[Aim] In the data below, find the line containing "Indicate one point for each instance of the dirt ground"; reproduce that line and all subsequent lines exactly, and nothing else.

[The data]
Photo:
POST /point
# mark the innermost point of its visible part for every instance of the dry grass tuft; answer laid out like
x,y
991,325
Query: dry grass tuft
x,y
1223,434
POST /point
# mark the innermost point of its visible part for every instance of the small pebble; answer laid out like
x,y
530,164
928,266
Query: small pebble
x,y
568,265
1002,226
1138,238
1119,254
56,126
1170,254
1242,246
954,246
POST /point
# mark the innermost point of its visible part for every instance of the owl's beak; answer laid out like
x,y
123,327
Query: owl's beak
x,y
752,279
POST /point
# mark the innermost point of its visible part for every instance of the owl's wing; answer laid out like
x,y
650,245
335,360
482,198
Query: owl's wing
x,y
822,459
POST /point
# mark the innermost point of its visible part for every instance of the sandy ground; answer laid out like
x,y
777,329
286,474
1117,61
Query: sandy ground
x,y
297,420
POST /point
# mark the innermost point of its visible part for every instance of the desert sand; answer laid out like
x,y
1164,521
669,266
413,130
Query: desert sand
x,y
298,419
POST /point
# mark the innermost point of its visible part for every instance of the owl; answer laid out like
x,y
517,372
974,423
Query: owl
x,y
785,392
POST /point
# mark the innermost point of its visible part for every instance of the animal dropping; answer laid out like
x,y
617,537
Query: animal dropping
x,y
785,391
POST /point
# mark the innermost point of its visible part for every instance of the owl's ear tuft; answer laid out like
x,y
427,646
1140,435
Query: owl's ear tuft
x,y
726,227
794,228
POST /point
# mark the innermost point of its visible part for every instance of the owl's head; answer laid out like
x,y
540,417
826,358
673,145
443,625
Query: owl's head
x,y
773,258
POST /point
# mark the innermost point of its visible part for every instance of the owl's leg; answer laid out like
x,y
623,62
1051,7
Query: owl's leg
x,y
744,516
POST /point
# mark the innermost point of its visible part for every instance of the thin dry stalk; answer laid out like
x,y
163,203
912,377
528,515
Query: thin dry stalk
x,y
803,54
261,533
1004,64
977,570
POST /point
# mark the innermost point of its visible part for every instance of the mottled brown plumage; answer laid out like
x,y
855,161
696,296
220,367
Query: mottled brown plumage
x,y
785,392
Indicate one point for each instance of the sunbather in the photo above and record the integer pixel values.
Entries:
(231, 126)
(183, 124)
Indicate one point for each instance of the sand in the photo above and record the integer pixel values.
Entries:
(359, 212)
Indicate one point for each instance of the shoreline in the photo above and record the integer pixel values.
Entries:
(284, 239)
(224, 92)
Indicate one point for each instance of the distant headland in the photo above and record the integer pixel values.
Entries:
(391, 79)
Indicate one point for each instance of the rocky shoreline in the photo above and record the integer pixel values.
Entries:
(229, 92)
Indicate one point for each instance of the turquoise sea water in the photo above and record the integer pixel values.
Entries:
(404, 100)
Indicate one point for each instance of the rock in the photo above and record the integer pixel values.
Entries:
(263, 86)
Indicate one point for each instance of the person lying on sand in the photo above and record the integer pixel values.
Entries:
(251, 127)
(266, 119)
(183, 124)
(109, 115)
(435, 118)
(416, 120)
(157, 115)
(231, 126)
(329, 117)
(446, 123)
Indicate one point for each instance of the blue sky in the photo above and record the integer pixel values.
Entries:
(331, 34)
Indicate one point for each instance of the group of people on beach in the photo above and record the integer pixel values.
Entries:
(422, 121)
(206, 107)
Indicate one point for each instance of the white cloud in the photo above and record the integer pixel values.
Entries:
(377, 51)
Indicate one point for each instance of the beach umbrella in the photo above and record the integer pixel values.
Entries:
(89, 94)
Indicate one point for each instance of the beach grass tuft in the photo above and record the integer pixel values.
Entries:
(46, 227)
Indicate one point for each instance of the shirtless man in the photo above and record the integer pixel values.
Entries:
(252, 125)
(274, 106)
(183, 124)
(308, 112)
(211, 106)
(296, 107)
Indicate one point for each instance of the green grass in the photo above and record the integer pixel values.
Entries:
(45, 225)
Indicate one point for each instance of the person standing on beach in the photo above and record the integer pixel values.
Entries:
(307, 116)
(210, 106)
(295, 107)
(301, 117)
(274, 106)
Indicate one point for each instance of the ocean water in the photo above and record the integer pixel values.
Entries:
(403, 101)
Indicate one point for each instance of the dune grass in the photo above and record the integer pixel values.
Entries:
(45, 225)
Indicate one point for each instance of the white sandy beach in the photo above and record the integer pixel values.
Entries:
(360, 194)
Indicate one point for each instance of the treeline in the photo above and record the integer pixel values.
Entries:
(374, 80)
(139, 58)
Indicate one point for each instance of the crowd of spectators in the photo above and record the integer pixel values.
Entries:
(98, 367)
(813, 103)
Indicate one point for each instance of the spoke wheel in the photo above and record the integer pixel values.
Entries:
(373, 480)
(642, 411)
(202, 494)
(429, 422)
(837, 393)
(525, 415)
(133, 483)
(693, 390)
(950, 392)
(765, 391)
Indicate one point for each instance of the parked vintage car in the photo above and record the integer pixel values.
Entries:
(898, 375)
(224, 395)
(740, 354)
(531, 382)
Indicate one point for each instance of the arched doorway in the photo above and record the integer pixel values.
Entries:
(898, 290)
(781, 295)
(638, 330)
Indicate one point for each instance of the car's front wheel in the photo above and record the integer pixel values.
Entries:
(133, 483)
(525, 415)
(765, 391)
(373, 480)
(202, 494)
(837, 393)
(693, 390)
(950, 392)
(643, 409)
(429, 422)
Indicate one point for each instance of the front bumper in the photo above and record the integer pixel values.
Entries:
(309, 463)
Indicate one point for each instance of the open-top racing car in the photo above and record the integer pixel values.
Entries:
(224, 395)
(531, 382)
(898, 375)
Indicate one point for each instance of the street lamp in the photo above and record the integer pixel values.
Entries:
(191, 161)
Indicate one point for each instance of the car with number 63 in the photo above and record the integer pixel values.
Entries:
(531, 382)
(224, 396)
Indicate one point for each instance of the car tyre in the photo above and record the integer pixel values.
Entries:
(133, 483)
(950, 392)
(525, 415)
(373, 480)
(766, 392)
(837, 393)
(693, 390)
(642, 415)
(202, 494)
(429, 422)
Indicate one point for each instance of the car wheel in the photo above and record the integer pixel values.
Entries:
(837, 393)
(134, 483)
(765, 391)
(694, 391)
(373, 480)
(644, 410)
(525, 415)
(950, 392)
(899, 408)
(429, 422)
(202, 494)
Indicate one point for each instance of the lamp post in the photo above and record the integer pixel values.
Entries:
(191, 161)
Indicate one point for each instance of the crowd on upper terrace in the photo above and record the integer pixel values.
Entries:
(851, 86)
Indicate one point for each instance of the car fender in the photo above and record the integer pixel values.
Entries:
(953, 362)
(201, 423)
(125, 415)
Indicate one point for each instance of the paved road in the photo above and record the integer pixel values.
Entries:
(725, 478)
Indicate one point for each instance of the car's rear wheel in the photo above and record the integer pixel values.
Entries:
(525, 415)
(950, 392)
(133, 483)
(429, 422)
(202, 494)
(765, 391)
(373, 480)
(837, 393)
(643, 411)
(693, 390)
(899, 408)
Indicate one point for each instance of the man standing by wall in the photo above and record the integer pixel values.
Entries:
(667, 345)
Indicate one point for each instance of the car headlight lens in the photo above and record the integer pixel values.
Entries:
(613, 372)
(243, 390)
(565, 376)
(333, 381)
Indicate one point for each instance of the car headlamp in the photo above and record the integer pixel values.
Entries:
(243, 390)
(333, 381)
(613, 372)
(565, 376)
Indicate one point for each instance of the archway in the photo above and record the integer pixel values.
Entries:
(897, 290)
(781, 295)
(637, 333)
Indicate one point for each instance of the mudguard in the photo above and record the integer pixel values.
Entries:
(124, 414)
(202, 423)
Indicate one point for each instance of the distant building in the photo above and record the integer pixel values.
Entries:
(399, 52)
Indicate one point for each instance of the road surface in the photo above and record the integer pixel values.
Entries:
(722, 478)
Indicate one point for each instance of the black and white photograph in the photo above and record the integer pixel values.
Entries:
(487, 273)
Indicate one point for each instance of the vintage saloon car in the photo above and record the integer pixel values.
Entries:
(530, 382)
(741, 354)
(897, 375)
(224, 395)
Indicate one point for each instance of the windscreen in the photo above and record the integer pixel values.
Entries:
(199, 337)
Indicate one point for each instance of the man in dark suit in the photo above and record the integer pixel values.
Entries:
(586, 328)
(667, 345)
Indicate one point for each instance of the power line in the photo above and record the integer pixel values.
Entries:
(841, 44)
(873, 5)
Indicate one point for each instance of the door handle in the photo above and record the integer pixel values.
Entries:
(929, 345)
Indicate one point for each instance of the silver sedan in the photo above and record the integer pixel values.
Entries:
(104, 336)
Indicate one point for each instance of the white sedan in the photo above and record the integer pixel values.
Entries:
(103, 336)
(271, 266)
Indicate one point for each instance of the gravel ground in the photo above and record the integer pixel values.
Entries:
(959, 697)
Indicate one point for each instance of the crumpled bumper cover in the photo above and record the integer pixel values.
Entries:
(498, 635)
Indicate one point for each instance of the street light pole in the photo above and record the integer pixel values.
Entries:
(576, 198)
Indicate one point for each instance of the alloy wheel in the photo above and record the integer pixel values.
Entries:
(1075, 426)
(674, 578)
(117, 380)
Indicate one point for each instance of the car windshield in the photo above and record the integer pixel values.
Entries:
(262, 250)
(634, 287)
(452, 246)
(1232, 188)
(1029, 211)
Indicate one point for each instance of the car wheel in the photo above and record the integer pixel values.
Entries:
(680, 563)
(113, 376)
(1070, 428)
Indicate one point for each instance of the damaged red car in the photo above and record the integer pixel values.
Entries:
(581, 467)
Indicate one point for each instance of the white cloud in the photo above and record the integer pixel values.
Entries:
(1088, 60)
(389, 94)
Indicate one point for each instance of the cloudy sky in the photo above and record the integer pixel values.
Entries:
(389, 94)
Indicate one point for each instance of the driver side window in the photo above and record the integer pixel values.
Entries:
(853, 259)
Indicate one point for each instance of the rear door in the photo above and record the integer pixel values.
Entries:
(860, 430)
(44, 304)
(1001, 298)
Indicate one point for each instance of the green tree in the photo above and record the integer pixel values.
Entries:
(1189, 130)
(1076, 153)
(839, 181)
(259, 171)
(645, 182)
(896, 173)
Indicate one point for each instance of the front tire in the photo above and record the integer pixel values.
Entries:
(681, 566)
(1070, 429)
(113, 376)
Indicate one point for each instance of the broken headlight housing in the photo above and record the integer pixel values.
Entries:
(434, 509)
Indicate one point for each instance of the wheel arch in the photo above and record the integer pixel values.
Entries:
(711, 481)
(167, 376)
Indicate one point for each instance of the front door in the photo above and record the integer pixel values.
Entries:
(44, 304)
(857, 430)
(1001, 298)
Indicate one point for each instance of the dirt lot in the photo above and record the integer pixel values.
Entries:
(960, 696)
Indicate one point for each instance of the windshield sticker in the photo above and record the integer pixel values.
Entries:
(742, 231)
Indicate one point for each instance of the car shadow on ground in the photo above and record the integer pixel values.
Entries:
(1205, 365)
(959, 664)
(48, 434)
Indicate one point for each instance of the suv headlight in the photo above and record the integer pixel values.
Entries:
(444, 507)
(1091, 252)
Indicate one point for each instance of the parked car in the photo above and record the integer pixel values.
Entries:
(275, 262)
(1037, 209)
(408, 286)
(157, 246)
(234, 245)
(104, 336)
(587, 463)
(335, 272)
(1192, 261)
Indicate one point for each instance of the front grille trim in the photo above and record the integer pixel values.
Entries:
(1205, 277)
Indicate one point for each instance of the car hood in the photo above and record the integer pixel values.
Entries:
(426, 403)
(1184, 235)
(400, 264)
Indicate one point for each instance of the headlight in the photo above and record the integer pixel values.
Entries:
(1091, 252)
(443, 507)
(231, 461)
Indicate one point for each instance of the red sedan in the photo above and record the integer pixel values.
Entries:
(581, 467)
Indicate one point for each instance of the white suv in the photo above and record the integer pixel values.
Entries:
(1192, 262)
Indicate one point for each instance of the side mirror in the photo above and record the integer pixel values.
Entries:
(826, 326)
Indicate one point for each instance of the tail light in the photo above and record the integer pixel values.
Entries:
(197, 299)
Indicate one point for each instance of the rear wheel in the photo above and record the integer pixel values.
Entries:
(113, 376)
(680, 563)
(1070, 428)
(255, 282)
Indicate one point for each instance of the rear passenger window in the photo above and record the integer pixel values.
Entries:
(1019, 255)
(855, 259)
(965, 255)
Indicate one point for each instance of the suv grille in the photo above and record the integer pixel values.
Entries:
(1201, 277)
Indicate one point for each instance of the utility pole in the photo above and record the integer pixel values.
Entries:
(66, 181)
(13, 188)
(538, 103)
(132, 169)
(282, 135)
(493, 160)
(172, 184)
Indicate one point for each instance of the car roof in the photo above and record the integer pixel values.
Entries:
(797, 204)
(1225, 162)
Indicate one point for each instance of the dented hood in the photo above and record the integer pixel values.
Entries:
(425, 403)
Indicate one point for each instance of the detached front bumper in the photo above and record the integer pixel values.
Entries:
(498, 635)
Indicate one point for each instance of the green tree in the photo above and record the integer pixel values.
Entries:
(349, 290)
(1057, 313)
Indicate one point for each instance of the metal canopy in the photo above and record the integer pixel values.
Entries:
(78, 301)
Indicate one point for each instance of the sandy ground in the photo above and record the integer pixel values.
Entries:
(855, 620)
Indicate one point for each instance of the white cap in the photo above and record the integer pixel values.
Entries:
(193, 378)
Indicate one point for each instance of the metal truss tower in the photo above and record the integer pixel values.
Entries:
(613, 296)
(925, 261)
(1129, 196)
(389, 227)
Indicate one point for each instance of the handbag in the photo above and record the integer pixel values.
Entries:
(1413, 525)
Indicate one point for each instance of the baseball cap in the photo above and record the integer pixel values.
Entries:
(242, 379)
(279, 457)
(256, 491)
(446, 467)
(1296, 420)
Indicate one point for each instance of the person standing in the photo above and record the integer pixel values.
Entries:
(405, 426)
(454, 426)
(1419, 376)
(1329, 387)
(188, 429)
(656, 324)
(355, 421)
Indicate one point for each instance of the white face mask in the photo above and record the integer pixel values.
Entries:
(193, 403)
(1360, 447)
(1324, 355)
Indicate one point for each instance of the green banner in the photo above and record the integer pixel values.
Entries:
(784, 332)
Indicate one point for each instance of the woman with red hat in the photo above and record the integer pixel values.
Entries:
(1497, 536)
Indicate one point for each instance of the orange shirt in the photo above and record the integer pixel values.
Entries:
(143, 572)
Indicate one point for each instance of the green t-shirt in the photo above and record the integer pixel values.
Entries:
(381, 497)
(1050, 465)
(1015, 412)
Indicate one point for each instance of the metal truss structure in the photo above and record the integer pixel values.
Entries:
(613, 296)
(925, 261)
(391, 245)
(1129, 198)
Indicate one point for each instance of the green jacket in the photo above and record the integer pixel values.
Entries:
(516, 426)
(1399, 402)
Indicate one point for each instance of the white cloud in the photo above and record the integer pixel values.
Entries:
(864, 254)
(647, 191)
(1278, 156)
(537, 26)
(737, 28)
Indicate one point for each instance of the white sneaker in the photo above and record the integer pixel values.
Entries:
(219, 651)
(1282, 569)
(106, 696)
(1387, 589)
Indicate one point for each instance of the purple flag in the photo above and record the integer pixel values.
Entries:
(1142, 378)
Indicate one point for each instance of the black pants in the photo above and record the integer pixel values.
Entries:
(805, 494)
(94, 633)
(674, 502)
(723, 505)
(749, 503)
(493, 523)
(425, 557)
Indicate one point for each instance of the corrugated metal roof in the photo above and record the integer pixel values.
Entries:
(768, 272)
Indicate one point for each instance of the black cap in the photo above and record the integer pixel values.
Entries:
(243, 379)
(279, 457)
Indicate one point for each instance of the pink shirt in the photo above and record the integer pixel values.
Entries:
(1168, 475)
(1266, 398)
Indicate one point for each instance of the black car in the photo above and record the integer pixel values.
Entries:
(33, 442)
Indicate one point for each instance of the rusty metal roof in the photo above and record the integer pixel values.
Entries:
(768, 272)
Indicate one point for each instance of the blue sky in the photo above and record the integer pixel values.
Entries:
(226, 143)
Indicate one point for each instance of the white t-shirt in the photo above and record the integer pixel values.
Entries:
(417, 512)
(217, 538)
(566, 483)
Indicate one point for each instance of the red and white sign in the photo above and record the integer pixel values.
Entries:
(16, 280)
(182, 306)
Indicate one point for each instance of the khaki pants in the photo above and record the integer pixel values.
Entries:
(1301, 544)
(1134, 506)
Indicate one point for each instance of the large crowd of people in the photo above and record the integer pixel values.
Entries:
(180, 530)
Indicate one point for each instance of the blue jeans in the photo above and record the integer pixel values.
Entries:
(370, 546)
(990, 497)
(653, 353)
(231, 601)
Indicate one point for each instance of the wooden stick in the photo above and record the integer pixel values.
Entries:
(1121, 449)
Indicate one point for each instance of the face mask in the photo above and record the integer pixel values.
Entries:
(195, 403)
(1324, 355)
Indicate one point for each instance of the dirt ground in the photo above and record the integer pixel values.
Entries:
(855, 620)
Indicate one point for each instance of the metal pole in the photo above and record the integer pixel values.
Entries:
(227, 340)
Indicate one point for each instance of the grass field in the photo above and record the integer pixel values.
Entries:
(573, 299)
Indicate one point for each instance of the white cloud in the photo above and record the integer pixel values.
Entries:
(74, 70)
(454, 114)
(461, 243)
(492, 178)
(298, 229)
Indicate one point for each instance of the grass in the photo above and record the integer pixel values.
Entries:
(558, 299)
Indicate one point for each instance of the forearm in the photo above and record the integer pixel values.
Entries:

[Solution to this task]
Indicate one point for each instance of the dirt ground in the photo above and record the integer pixel values.
Entries:
(855, 620)
Indicate one point for each instance of the metal pole in the photo above and record the integer pixel values.
Entries:
(227, 340)
Indicate one point for each instance of the grass field in the photo above and record the integer pixel values.
Entries:
(573, 299)
Indicate one point for each instance of the white cloud in the photo above and record the integer pixel values.
Entries:
(74, 70)
(454, 114)
(461, 243)
(492, 178)
(298, 229)
Indicate one point for each instance of the grass in the photo above and record the integer pixel values.
Entries:
(558, 299)
Indicate one point for each instance of the forearm in the photo above and record the integer pixel values.
Entries:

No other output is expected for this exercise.